WHAT IS REQUIRED:
Can you update all of the records below by changing "segment" to "outline" wherever it occurs, keeping everything else unchanged and leaving the pictures out?

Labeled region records
-=-=-=-=-

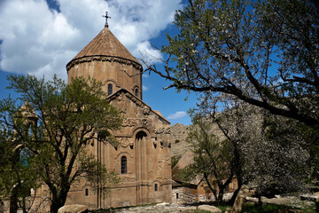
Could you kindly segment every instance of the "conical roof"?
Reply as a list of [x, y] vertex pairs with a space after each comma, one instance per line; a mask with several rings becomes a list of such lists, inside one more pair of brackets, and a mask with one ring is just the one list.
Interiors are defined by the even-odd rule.
[[91, 56], [116, 57], [134, 61], [140, 65], [138, 60], [105, 27], [83, 50], [82, 50], [69, 63], [78, 59]]

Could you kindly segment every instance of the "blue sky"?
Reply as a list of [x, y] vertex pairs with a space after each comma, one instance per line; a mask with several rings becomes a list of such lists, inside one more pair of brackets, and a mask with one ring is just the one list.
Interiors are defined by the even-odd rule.
[[[164, 56], [151, 43], [166, 44], [175, 34], [170, 23], [182, 0], [2, 0], [0, 1], [0, 99], [8, 96], [9, 74], [31, 74], [66, 80], [66, 65], [103, 29], [108, 11], [110, 29], [137, 59], [140, 52]], [[159, 68], [163, 64], [150, 58]], [[144, 101], [172, 124], [190, 124], [186, 114], [196, 103], [185, 92], [163, 90], [168, 82], [155, 74], [143, 76]]]

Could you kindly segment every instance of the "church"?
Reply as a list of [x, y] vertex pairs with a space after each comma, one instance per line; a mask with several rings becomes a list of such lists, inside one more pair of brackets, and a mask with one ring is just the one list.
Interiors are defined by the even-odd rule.
[[[89, 209], [171, 201], [170, 122], [143, 101], [143, 67], [138, 60], [105, 28], [67, 65], [68, 83], [75, 76], [93, 77], [104, 84], [107, 99], [124, 118], [122, 128], [112, 134], [116, 146], [92, 141], [94, 154], [121, 178], [107, 197], [92, 189], [84, 178], [71, 188], [66, 205]], [[100, 186], [102, 187], [102, 186]]]

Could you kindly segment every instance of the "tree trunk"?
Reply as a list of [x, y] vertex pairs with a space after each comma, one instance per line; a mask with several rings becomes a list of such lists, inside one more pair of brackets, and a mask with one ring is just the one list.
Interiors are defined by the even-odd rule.
[[18, 197], [19, 197], [19, 185], [16, 185], [12, 192], [10, 196], [10, 213], [17, 213], [19, 205], [18, 205]]
[[58, 209], [63, 207], [66, 201], [67, 193], [70, 190], [68, 185], [61, 186], [61, 190], [58, 195], [53, 195], [52, 202], [50, 207], [51, 213], [58, 213]]
[[240, 213], [241, 212], [241, 210], [243, 209], [243, 205], [245, 201], [245, 198], [248, 195], [249, 195], [248, 186], [245, 185], [243, 185], [240, 187], [237, 196], [236, 197], [233, 208], [231, 209], [231, 213]]

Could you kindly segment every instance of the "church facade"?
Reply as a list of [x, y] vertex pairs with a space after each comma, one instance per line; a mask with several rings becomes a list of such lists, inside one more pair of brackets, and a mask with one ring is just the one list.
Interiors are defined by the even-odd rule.
[[105, 197], [101, 188], [90, 188], [82, 178], [71, 188], [66, 204], [101, 209], [171, 201], [170, 122], [143, 101], [142, 65], [105, 25], [66, 70], [68, 83], [75, 76], [102, 82], [124, 122], [112, 132], [119, 145], [97, 140], [88, 146], [88, 152], [119, 175], [120, 184], [110, 186]]

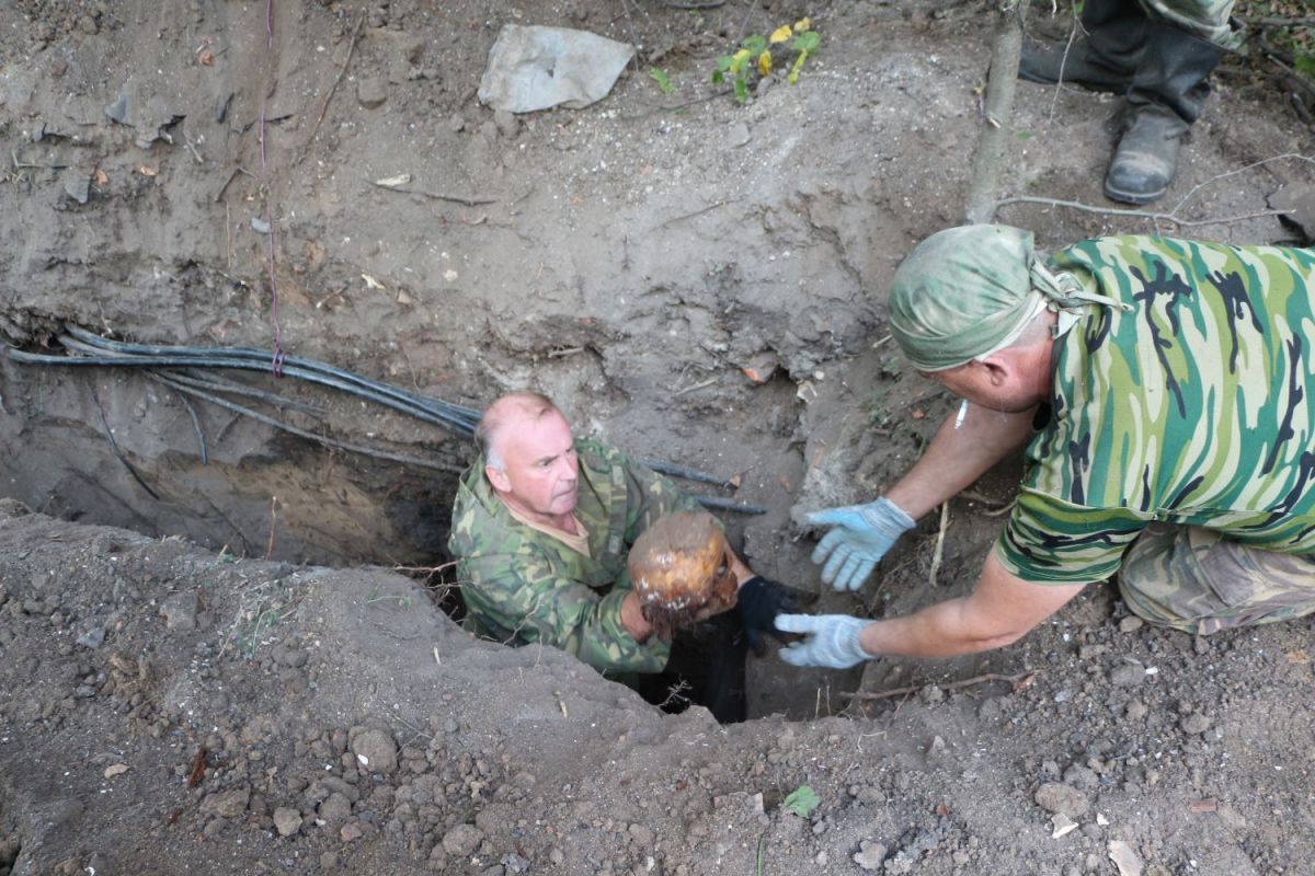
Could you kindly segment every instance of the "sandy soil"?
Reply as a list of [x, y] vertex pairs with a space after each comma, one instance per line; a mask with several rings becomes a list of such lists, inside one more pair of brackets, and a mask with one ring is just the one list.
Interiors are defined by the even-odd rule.
[[[468, 407], [535, 386], [581, 432], [734, 478], [694, 489], [763, 506], [727, 516], [751, 562], [818, 587], [792, 510], [878, 494], [951, 406], [884, 341], [881, 296], [915, 240], [961, 221], [982, 5], [272, 11], [267, 30], [263, 3], [0, 0], [5, 340], [277, 336]], [[803, 14], [823, 50], [798, 85], [746, 106], [707, 87], [739, 34]], [[504, 24], [593, 30], [639, 62], [592, 108], [494, 114], [475, 92]], [[1315, 154], [1311, 131], [1228, 67], [1162, 205], [1211, 225], [1159, 227], [1289, 239], [1251, 214], [1315, 181], [1277, 158]], [[1111, 206], [1115, 109], [1020, 84], [1002, 196]], [[375, 184], [398, 175], [412, 193]], [[999, 217], [1047, 247], [1156, 225]], [[1126, 844], [1144, 873], [1231, 875], [1315, 858], [1310, 621], [1193, 641], [1093, 587], [1002, 653], [865, 674], [768, 657], [750, 666], [756, 720], [667, 716], [559, 653], [471, 641], [441, 577], [389, 569], [444, 559], [462, 441], [243, 381], [313, 407], [262, 407], [288, 423], [439, 469], [329, 450], [139, 372], [0, 361], [0, 873], [1020, 876], [1115, 873]], [[936, 587], [927, 520], [822, 608], [960, 592], [1015, 475], [951, 504]], [[982, 674], [1013, 680], [953, 687]], [[802, 785], [806, 816], [784, 802]]]

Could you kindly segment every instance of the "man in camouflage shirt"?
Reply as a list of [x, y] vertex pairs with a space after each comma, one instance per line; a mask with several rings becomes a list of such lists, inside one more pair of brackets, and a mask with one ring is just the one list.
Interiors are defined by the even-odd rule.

-=-=-=-=-

TASK RESULT:
Could you kindly outline every instance of the "conical roof"?
Reply as a list of [x, y] vertex pairs with a space after each comma, one instance per line; a mask with several rings becomes a list of such lists, inside one more pair of brackets, and a mask with one ring is just the one list.
Interiors are defined by the even-odd rule.
[[91, 56], [116, 57], [134, 61], [140, 65], [138, 60], [105, 27], [83, 50], [82, 50], [69, 63], [78, 59]]

Could you kindly outline every instance of the "blue sky"?
Reply as a list of [x, y] vertex pairs with a space after each comma, one instance per line; a mask with several rings becomes a list of such lists, inside one more pair of brackets, and a mask with one ring is just the one list.
Interiors are defined by the even-odd rule.
[[[164, 56], [151, 43], [166, 44], [175, 34], [170, 23], [182, 0], [2, 0], [0, 1], [0, 99], [8, 96], [9, 74], [31, 74], [66, 80], [66, 65], [103, 29], [108, 11], [110, 29], [137, 59], [140, 52]], [[159, 68], [163, 64], [150, 58]], [[144, 101], [172, 124], [190, 124], [186, 114], [196, 103], [185, 92], [163, 90], [168, 82], [155, 74], [143, 76]]]

Could you kindly outline every instance of the "church"?
Reply as a list of [x, y] vertex pairs with a space after each comma, one instance per line; a mask with several rings becomes a list of such lists, inside one more pair of brackets, and a mask with one ring is just the one list.
Interiors are defined by the even-odd rule.
[[[89, 209], [171, 201], [170, 122], [143, 101], [143, 67], [138, 60], [105, 28], [67, 65], [68, 83], [75, 76], [93, 77], [104, 84], [107, 99], [124, 118], [122, 128], [112, 134], [116, 146], [92, 141], [94, 154], [121, 178], [107, 197], [92, 189], [84, 178], [71, 188], [66, 205]], [[100, 186], [102, 187], [102, 186]]]

Could you kindly outline every instance of the "tree trunk"?
Reply as a list of [x, y] vertex pairs with a space after each comma, one instance per line; a mask with several rings becomes a list of such lists, inside one more pair of brackets, and a mask with one ring is just the one list.
Interiors are defined by the even-odd rule.
[[18, 197], [19, 197], [19, 185], [16, 185], [12, 192], [10, 196], [10, 213], [17, 213], [19, 205], [18, 205]]
[[58, 209], [63, 207], [66, 201], [67, 193], [70, 190], [68, 185], [61, 186], [61, 190], [58, 195], [53, 195], [52, 202], [50, 207], [51, 213], [58, 213]]
[[240, 213], [241, 212], [241, 210], [243, 209], [243, 205], [245, 201], [245, 198], [248, 195], [249, 195], [248, 186], [245, 185], [243, 185], [240, 187], [237, 196], [236, 197], [233, 208], [231, 209], [231, 213]]

Could you kindly outline every instance of the "church facade"?
Reply as a list of [x, y] vertex pairs with a space after each comma, one instance per line; a mask with several rings becomes a list of such lists, inside one more pair of brackets, and a mask with one ring is just the one list.
Interiors are defined by the even-odd rule.
[[105, 197], [101, 188], [90, 188], [82, 178], [71, 188], [66, 204], [101, 209], [171, 201], [170, 122], [143, 101], [142, 65], [105, 25], [66, 70], [68, 83], [75, 76], [102, 82], [124, 122], [112, 132], [119, 145], [97, 140], [88, 146], [88, 152], [119, 175], [120, 184], [110, 186]]

Could you kindly outline every instance of the "sandy soil"?
Reply as a list of [x, y] vertex pairs with a space after each comma, one instance per line; a mask with several rings becomes a list of such lists, inside one more pair of brackets, and a mask with one ring is just the one list.
Interiors are defined by the even-odd rule.
[[[468, 407], [535, 386], [581, 432], [734, 478], [694, 489], [763, 506], [727, 516], [751, 562], [818, 587], [792, 510], [878, 494], [951, 406], [884, 341], [881, 296], [915, 240], [961, 221], [982, 5], [272, 11], [267, 30], [263, 3], [0, 0], [5, 340], [277, 336]], [[803, 14], [823, 50], [798, 85], [746, 106], [707, 87], [739, 34]], [[504, 24], [593, 30], [639, 62], [592, 108], [494, 114], [475, 92]], [[1315, 154], [1311, 131], [1228, 67], [1162, 205], [1211, 225], [1159, 227], [1289, 239], [1251, 214], [1315, 181], [1277, 158]], [[1111, 206], [1115, 109], [1020, 84], [1002, 196]], [[375, 184], [398, 175], [412, 193]], [[999, 217], [1047, 247], [1156, 225]], [[1126, 844], [1144, 873], [1231, 875], [1315, 858], [1310, 621], [1193, 641], [1093, 587], [1002, 653], [865, 674], [768, 657], [750, 666], [756, 720], [667, 716], [559, 653], [471, 641], [441, 577], [389, 569], [444, 559], [462, 441], [243, 381], [313, 407], [262, 407], [288, 423], [439, 469], [329, 450], [139, 372], [0, 361], [0, 873], [1020, 876], [1115, 873]], [[936, 587], [927, 520], [822, 608], [960, 592], [1015, 475], [951, 504]], [[982, 674], [1013, 680], [953, 687]], [[802, 785], [806, 816], [784, 802]]]

Could you kindly outline every instance of the "man in camouflage shirt"?
Reply as a list of [x, y] vertex pairs with a space after each comma, one instance per line; a mask with several rings becomes a list of such lists, inside one more pair of brackets, and a mask with one ring is just the one list.
Interiors are defined by the even-odd rule.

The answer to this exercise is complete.